◆ Texte à analyser
▶

Soumis par Révolution Inte... le
Nous publions ci-dessous la traduction de la première partie d’un article de Welt Revolution, organe de presse du CCI en Allemagne.
Le 11 mars 2011, un gigantesque tsunami inonde les côtes Est du Japon. Des vagues hautes de 12 à 15 mètres causent des dommages incroyables. Plus de 20 000 personnes sont tuées, des milliers sont aujourd’hui encore portées disparues. Un nombre incalculable de personnes ont perdu leur maison.
Mais le pire était encore à venir : la catastrophe nucléaire de Fukushima. Un an après, nous pouvons affirmer qu’il s’agit là d’une catastrophe mondiale encore en cours.
Tchernobyl, Fukushima : partout, l’impuissance et l’absence de scrupules de la classe dirigeante
Face à cette catastrophe nucléaire, la classe dominante a encore une fois étalée son incurie. L’évacuation de la population a commencé trop tard et la zone de sécurité interdite a été insuffisante. Même si on peut objecter que les mesures de sauvetage et d’évacuation ont été retardées et rendues plus difficiles en raison des conséquences du tsunami, le gouvernement a surtout évité une évacuation à grande échelle parce qu’il voulait minimiser absolument les dangers. Il est tout à coup devenu évident que les responsables japonais de la société Tepco qui gère la centrale nucléaire ainsi que le gouvernement n’avaient jamais prévu un tel scénario et que les mesures de sécurité en cas d’un séisme et d’un tsunami d’une telle ampleur étaient inadéquates. Les mesures d’urgence prévues ont été totalement insuffisantes et ont fait apparaître ce pays réputé de haute technologie qu’est le Japon comme un géant pauvrement équipé et impuissant.
Quelques jours après la catastrophe, quand la question d’une évacuation de fait nécessaire de la zone métropolitaine de Tokyo, avec ses 35 millions d’habitants, a été discutée au sein du gouvernement, cette idée a été immédiatement rejetée parce qu’il n’avait tout simplement pas les moyens de la mettre en œuvre et qu’elle aurait impliqué le danger d’un effondrement du gouvernement.
Dans et autour de la centrale nucléaire, les radiations enregistrées ont atteint une intensité fatale. Peu après la catastrophe, le Premier ministre Kan a réclamé la formation d’un commando-suicide de travailleurs qui auraient à entreprendre la tâche de faire baisser le niveau de radioactivité dans l’usine. Les travailleurs qui sont intervenus sur le site étaient très mal équipés. Depuis quelques temps, il manquait des dosimètres, ainsi que des bottes de sécurité appropriées et réglementaires. Un ouvrier a signalé que les travailleurs avaient dû attacher des sacs en plastique avec du ruban adhésif autour de leurs chaussures. Il était très souvent impossible pour les travailleurs de communiquer les uns avec les autres ou avec les centres de contrôle. Beaucoup de travailleurs ont dû dormir sur les lieux même du site et ils ne pouvaient pas se couvrir avec des couvertures de plomb. Le taux critique pour les travailleurs de la centrale dans des situations d’urgence a été augmenté le 15 mars de 100 à 250 millisieverts par an. Dans plusieurs cas, les travailleurs n’ont pu avoir de bilan de santé que des semaines ou des mois plus tard.

◀

◆ Données
▶

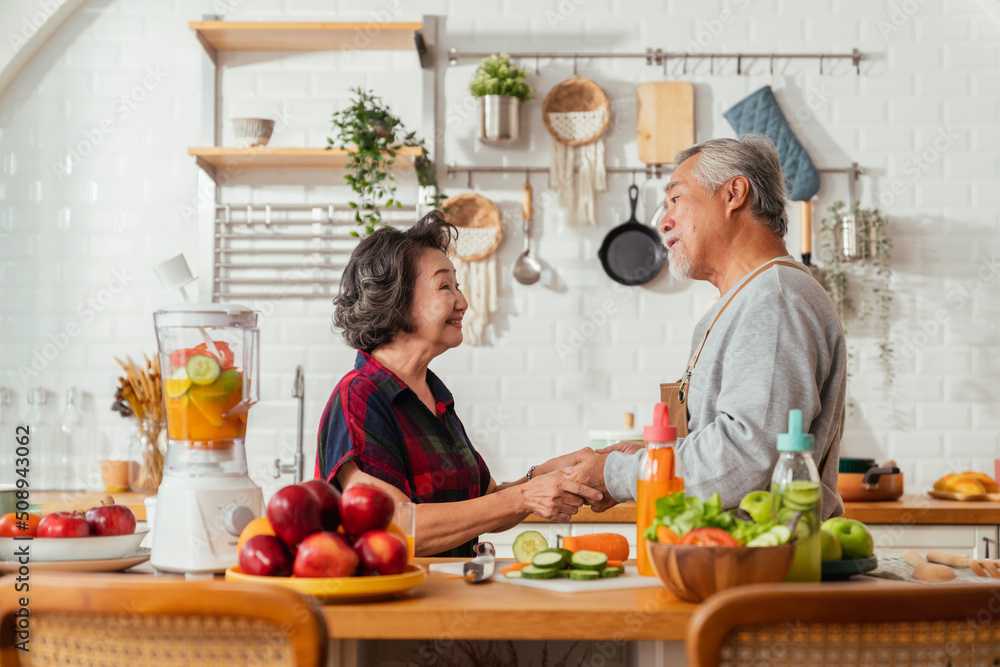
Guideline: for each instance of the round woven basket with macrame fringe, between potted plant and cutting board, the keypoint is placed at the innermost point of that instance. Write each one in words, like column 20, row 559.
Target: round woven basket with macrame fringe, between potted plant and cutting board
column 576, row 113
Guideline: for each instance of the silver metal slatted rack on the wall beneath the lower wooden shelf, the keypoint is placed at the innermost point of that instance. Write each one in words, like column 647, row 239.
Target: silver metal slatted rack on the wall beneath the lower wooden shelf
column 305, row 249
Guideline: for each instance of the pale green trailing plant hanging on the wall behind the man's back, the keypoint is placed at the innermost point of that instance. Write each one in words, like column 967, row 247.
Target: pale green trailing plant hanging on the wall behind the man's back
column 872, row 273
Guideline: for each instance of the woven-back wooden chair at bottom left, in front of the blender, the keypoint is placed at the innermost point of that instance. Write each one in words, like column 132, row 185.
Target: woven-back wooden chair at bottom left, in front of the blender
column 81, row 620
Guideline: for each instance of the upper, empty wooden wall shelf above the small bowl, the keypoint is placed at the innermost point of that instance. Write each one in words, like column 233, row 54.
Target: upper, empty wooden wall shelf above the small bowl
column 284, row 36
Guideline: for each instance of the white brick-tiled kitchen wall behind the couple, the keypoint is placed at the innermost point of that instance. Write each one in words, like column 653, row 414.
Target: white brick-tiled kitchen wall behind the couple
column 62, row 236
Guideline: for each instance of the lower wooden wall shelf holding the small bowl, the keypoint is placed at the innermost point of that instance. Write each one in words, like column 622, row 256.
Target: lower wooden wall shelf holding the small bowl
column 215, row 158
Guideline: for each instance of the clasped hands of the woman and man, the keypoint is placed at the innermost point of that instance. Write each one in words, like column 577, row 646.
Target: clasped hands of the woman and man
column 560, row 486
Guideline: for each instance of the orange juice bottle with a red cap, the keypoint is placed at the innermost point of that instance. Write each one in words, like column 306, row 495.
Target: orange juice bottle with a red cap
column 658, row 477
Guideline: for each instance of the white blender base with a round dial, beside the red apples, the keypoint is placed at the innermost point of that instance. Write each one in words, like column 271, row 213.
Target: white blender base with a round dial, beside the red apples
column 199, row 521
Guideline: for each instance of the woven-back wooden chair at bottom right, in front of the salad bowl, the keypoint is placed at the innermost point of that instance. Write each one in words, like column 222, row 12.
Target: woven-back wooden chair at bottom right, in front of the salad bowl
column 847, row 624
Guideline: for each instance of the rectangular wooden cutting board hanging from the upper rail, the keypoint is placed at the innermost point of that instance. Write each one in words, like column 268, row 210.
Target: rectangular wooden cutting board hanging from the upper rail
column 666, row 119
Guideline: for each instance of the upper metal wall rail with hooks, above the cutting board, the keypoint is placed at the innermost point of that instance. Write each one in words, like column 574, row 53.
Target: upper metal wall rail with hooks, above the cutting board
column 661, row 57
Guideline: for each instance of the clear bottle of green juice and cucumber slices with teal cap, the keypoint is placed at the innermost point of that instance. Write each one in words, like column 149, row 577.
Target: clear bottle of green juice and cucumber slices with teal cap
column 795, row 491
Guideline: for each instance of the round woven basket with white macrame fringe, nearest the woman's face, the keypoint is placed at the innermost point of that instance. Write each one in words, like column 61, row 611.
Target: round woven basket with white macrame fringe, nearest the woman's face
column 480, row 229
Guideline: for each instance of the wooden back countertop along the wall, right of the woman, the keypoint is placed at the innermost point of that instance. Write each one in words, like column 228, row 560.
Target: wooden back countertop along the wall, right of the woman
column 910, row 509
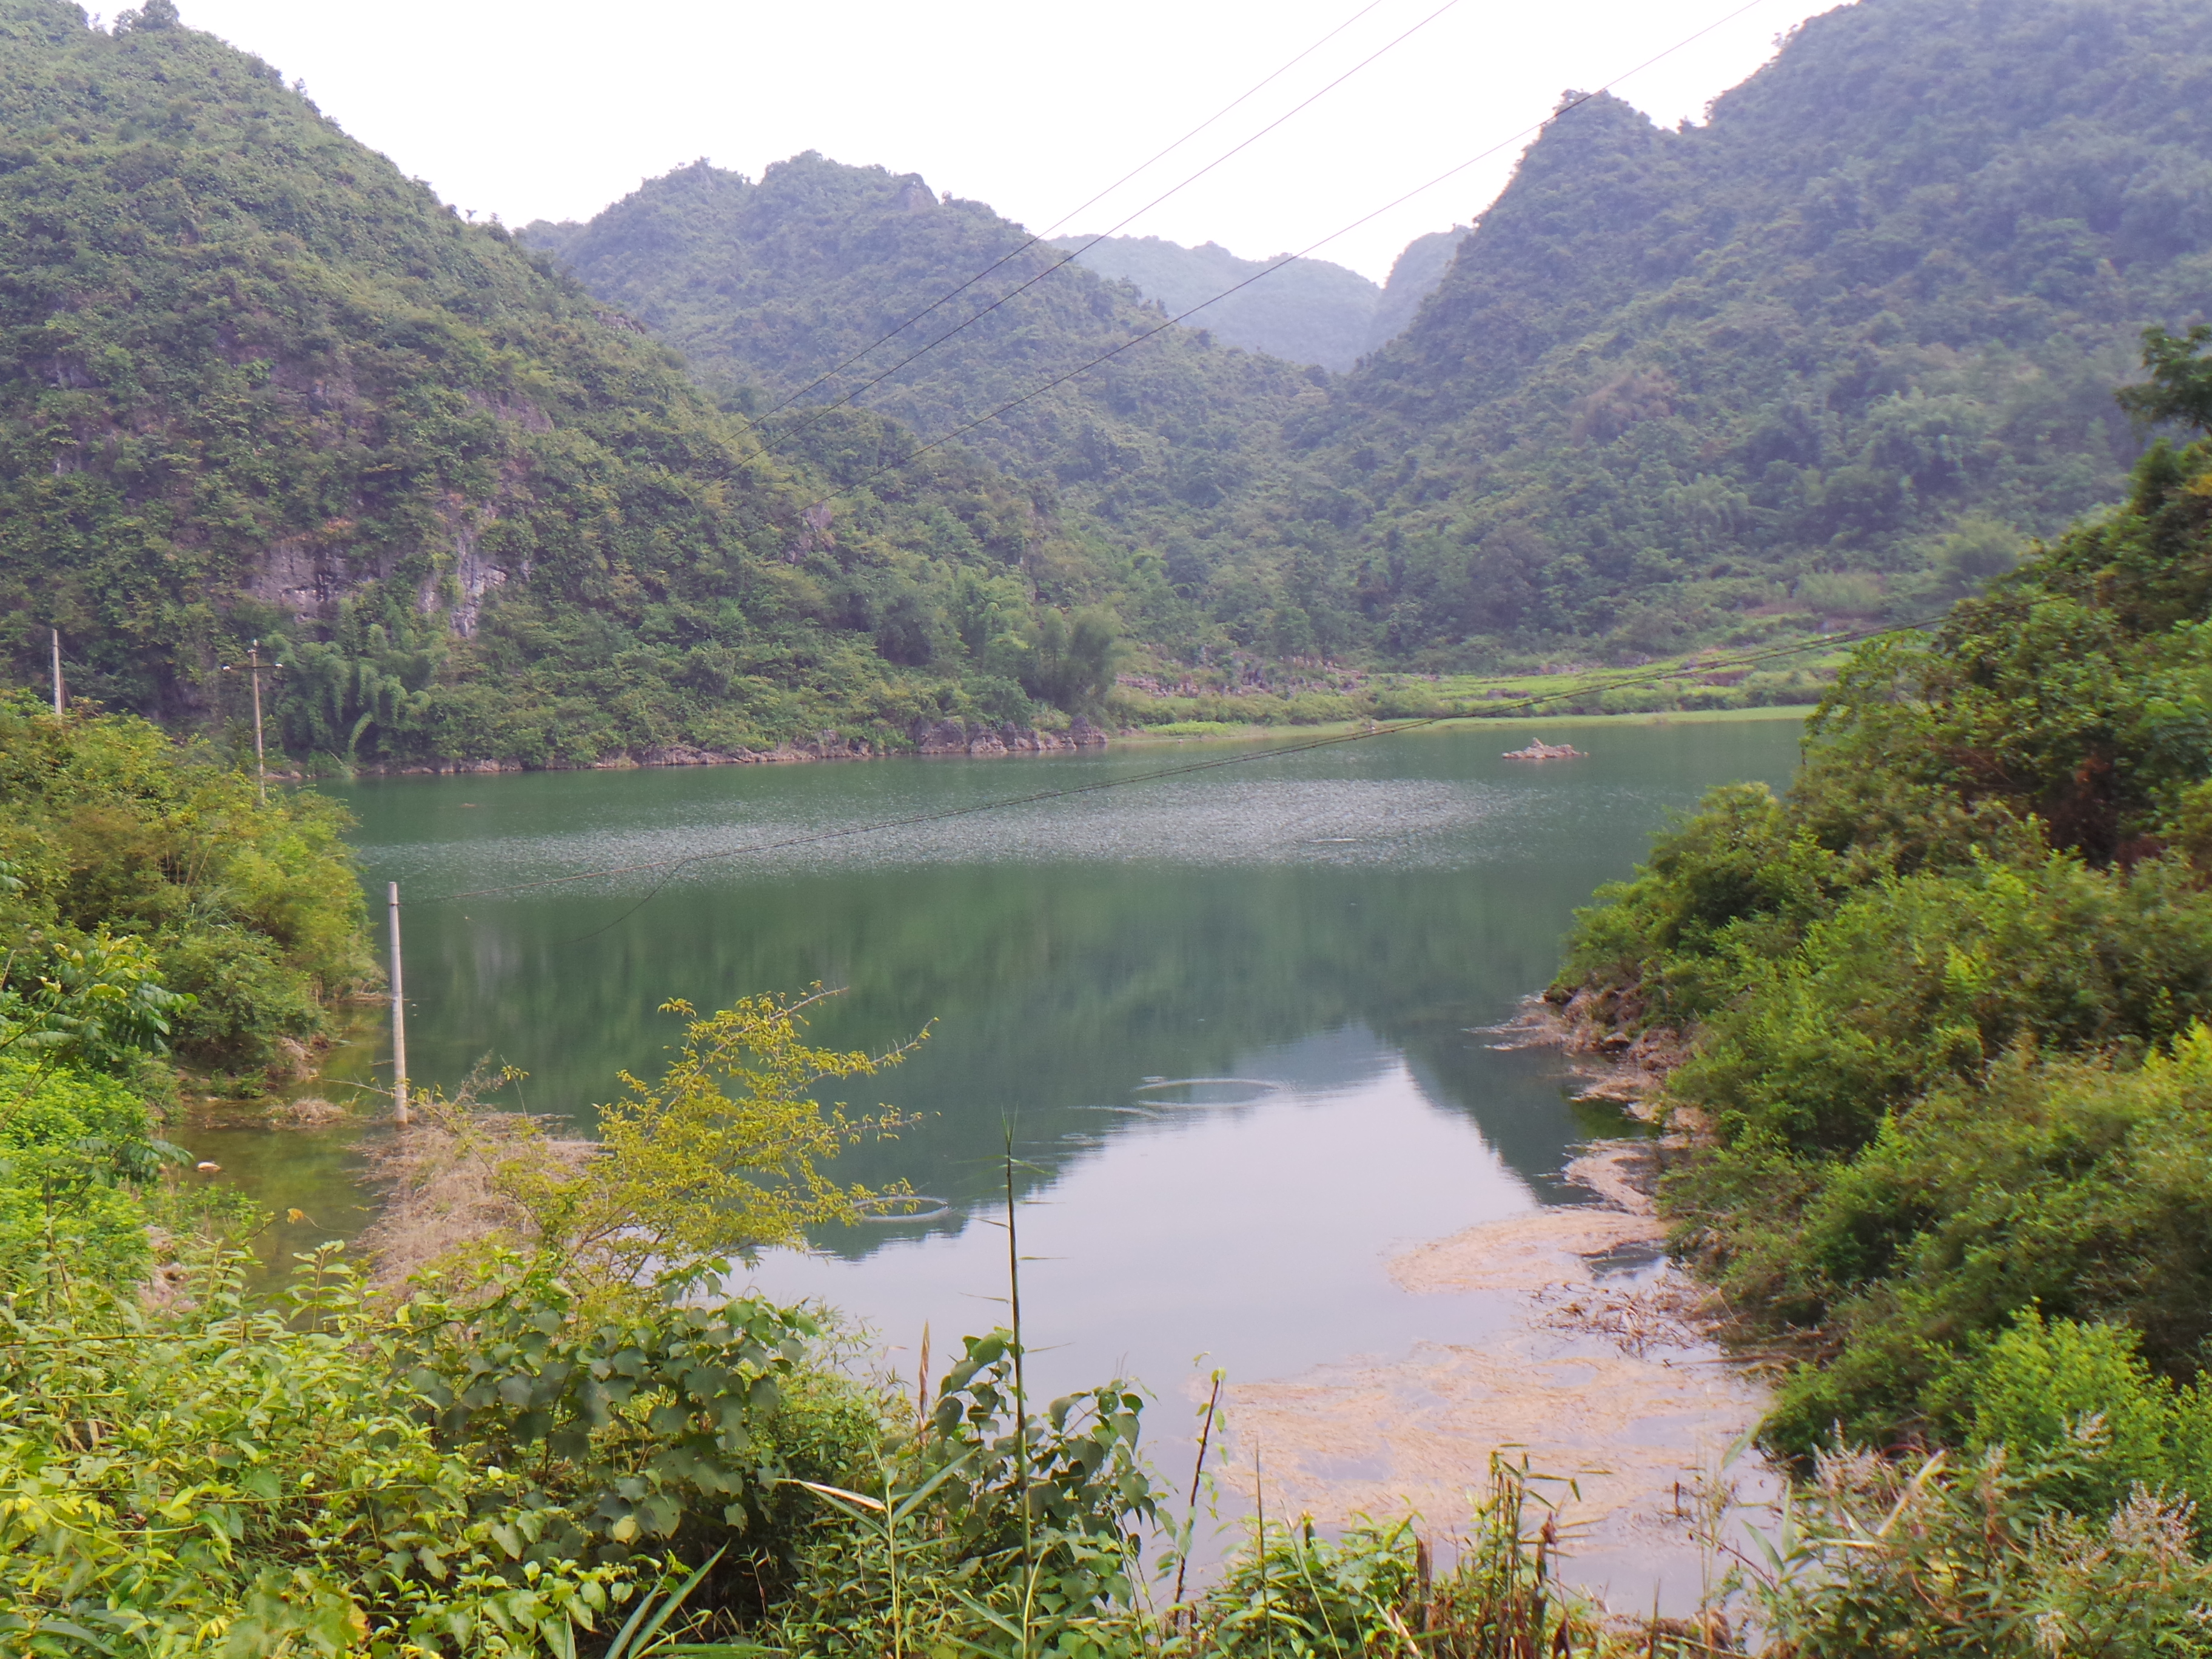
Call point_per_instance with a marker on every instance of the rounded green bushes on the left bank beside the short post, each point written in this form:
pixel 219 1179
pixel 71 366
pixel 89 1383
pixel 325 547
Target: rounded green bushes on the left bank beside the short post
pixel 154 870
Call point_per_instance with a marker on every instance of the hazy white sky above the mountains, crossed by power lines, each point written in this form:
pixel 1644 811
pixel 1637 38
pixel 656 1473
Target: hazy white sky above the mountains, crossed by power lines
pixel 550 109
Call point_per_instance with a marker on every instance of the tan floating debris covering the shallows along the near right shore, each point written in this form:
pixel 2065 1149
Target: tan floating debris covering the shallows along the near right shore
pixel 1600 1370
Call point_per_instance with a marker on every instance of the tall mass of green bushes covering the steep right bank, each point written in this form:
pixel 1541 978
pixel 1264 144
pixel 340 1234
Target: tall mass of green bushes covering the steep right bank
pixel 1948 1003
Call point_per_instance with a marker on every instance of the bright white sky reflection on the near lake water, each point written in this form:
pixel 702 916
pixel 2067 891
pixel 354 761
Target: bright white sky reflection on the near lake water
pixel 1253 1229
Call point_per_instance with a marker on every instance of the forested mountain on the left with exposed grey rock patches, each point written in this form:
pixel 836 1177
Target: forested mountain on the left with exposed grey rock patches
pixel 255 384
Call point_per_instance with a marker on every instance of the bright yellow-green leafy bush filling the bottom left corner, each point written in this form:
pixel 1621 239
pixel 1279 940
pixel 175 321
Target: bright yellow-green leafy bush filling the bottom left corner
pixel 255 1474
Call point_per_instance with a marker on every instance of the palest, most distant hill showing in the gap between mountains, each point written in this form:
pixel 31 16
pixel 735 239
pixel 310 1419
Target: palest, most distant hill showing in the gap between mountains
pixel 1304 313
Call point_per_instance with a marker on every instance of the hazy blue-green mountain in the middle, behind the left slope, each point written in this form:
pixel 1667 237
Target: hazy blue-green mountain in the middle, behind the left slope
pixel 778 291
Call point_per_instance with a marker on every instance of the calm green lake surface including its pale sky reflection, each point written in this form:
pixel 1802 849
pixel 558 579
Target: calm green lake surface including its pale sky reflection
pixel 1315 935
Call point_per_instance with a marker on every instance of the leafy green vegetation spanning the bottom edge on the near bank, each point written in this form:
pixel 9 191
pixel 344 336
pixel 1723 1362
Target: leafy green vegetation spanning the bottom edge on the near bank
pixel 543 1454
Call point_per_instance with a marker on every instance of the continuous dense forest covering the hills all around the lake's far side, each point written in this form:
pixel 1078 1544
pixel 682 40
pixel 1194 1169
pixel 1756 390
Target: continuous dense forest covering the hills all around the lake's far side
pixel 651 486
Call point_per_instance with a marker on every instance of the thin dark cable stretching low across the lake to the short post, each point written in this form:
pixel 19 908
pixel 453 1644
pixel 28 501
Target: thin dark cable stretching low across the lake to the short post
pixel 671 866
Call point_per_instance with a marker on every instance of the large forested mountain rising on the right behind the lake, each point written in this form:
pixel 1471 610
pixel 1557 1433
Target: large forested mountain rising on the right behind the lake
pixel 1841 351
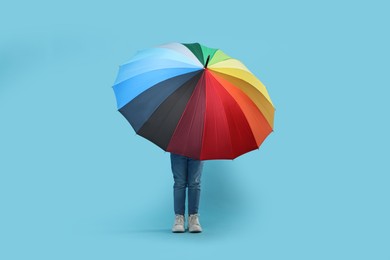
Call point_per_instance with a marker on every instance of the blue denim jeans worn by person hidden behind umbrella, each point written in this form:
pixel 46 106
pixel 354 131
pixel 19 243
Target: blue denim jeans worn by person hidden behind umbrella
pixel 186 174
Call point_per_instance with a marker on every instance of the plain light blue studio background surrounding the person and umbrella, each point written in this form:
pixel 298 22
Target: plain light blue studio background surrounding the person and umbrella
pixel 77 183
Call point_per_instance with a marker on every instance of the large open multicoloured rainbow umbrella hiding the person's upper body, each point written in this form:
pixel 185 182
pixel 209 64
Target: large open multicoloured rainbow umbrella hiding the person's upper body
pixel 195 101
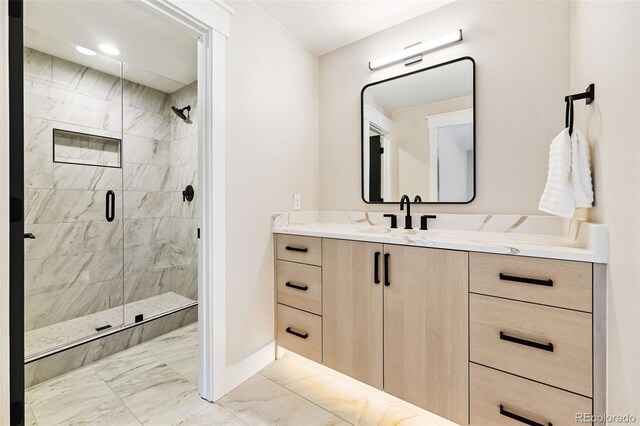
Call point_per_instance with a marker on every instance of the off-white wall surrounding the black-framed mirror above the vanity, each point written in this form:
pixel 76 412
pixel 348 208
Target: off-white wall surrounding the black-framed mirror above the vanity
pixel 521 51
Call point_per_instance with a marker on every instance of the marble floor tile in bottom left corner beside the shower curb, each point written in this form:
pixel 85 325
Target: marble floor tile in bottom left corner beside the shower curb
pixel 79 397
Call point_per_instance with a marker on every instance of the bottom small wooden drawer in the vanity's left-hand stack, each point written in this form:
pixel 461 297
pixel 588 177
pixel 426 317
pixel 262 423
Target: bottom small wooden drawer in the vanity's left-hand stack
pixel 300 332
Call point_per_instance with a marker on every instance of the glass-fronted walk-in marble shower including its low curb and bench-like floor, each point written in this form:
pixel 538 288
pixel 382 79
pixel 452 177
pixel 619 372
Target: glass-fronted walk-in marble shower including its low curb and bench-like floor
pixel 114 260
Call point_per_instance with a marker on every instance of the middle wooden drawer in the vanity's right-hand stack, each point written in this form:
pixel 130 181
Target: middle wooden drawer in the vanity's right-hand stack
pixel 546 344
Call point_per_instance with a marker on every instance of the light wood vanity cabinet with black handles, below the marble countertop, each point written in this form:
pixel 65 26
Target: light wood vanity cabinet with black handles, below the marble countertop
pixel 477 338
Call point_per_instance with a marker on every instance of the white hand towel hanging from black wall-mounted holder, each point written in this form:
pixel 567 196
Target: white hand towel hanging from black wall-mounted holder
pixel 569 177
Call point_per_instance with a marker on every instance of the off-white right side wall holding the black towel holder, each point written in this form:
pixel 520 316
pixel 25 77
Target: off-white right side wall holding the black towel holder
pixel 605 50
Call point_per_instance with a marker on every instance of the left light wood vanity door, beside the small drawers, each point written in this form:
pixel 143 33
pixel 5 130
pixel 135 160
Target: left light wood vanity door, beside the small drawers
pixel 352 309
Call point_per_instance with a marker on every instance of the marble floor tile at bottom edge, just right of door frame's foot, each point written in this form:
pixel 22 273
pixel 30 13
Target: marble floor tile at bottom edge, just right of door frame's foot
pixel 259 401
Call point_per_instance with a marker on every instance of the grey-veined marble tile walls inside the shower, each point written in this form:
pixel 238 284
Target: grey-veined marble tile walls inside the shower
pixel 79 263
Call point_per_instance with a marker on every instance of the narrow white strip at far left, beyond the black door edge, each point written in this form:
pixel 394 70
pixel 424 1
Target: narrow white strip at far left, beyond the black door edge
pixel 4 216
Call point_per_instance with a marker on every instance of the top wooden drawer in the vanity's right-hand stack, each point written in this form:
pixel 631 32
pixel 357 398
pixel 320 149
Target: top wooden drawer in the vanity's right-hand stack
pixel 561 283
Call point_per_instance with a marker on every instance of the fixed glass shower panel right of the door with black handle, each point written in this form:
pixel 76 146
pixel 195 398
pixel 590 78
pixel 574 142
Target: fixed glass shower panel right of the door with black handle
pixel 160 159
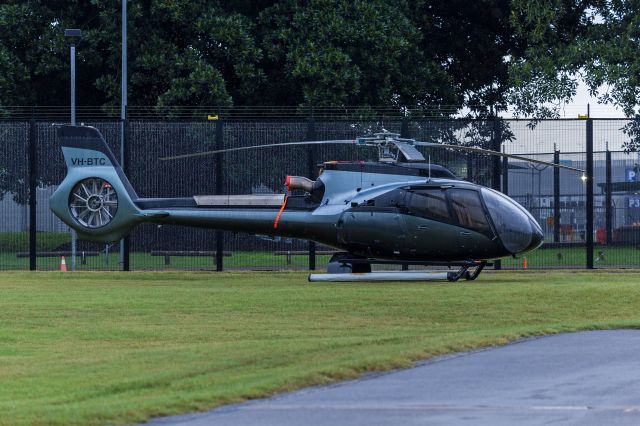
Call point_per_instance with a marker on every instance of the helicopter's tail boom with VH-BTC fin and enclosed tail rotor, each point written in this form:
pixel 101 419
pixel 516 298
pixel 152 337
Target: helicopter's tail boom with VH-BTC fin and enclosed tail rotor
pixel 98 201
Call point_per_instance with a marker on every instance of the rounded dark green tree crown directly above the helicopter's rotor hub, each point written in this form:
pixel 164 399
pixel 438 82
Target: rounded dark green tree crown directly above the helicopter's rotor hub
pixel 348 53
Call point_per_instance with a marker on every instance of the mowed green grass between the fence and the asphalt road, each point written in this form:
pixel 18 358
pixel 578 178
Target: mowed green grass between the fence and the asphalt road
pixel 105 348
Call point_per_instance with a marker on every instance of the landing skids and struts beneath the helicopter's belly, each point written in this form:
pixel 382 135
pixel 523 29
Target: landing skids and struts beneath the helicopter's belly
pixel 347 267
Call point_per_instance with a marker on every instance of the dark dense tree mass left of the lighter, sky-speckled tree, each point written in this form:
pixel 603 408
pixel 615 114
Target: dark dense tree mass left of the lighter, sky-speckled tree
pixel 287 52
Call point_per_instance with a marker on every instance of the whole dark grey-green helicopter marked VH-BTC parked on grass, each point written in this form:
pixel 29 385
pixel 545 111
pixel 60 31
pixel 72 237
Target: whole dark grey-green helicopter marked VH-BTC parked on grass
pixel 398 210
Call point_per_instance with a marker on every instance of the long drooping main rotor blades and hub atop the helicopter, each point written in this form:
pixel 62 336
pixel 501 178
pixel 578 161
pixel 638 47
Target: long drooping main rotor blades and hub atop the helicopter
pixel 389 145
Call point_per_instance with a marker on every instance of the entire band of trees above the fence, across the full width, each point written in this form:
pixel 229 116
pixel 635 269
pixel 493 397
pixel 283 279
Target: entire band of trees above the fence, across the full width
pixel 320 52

◀

◆ Tâche 1
Dans le texte sur la catastrophe de Fukushima, reprenez le passage allant de « Mais le pire » jusqu'à « encore en cours. » inclus, en remplaçant « catastrophe mondiale » par « catastrophe planétaire ».
◆ Tâche 2
Répondez aux questions suivantes d'après le texte sur la catastrophe de Fukushima.
(a) Quelle hauteur atteignaient les vagues du tsunami ?
(b) Combien d'habitants compte la zone métropolitaine de Tokyo ?
(c) À quelle date le taux critique pour les travailleurs de la centrale a-t-il été relevé, et de quelle valeur à quelle valeur ?
◆ Tâche 3
Poursuivez le texte sur la catastrophe de Fukushima à la suite de sa dernière phrase.

◆ Réponse 1
Mais le pire était encore à venir : la catastrophe nucléaire de Fukushima. Un an après, nous pouvons affirmer qu’il s’agit là d’une catastrophe planétaire encore en cours.

◆ Réponse 2
(a) De 12 à 15 mètres.
(b) 35 millions.
(c) Le 15 mars, de 100 à 250 millisieverts par an.

◆ Réponse 3
Il y a 25 ans, au moment de Tchernobyl, le régime stalinien de l’URSS en voie d’effondrement, à cause de son manque de ressources, n’avait rien trouvé d’autre à faire que d’envoyer de force une armée gigantesque de recrues pour combattre le désastre sur place. Selon l’OMS, environ 600 000 à 800 000 “liquidateurs” ont été envoyés, dont des centaines de milliers sont morts ou sont tombés malades à cause des radiations. Le gouvernement n’a jamais publié de chiffres officiels fiables.
Aujourd’hui, 25 ans plus tard, un pays de haute technologie et très démocratique, le Japon, a désespérément tenté d’éteindre le feu et de refroidir le site, entre autres, avec des lances à incendie et par pulvérisation d’eau à partir d’hélicoptères. En contradiction avec tous les plans précédents, Tepco a été forcée d’utiliser de grandes masses d’eau de mer pour le refroidissement de l’usine et de déverser les eaux polluées dans l’Océan Pacifique. Et comme à Tchernobyl, des milliers de travailleurs ont été contraints de risquer leur vie (non sous la menace de la répression cette fois-ci, mais sous celle de la misère). Tepco a entres autres recruté des travailleurs sans-abri et des chômeurs dans la région la plus pauvre d’Osaka et de Kamagasaki, à qui, dans de nombreux cas, on ne disait pas où ils devaient travailler et qui n’étaient souvent même pas informés des risques encourus.
Et non seulement la vie des liquidateurs a été mise en péril, mais aussi celle de la population civile, en particulier les enfants de la zone irradiée qui ont été exposés à des doses très élevées. Depuis que ces émissions ont été enregistrées, le gouvernement a décidé de relever le seuil de non-dangerosité concernant l’exposition des enfants dans la région de Fukushima, à 20 millisieverts…
En 1986, durant les premiers jours, les dirigeants de l’URSS stalinienne avaient essayé de garder le silence total au sujet de la catastrophe nucléaire de Tchernobyl ; en 2011, le gouvernement du Japon démocratique s’est montré tout aussi déterminé à cacher l’ampleur de la catastrophe. Les responsables au Japon n’ont pas montré moins de cynisme et de mépris pour la vie humaine que le régime stalinien au pouvoir à l’époque de Tchernobyl.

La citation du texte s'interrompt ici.